STATED PROBLEM: Reproduce every one of the records below character for character, omitting the pictures.

INFORMATION SUPPLIED:
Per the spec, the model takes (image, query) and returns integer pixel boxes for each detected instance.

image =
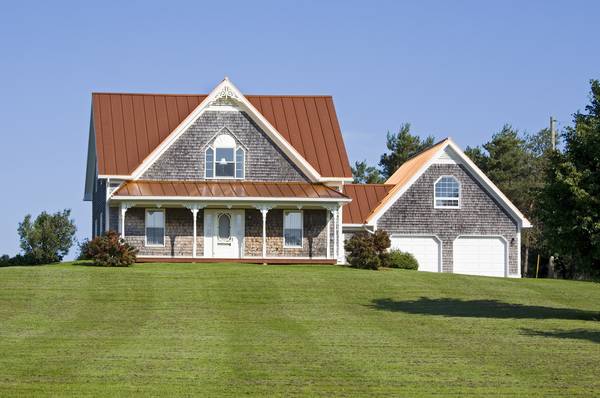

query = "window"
[215,148,235,178]
[283,210,303,247]
[217,213,231,244]
[205,147,215,178]
[434,176,460,209]
[235,148,244,178]
[146,210,165,246]
[205,134,246,178]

COMPLETE RESPONSE:
Per the spec, the model takes (image, query) and returns integer pixel boxes for each detected instance.

image =

query = "window"
[215,148,235,178]
[283,210,303,247]
[217,213,231,244]
[205,147,215,178]
[434,176,460,209]
[235,148,244,178]
[146,210,165,246]
[205,134,246,178]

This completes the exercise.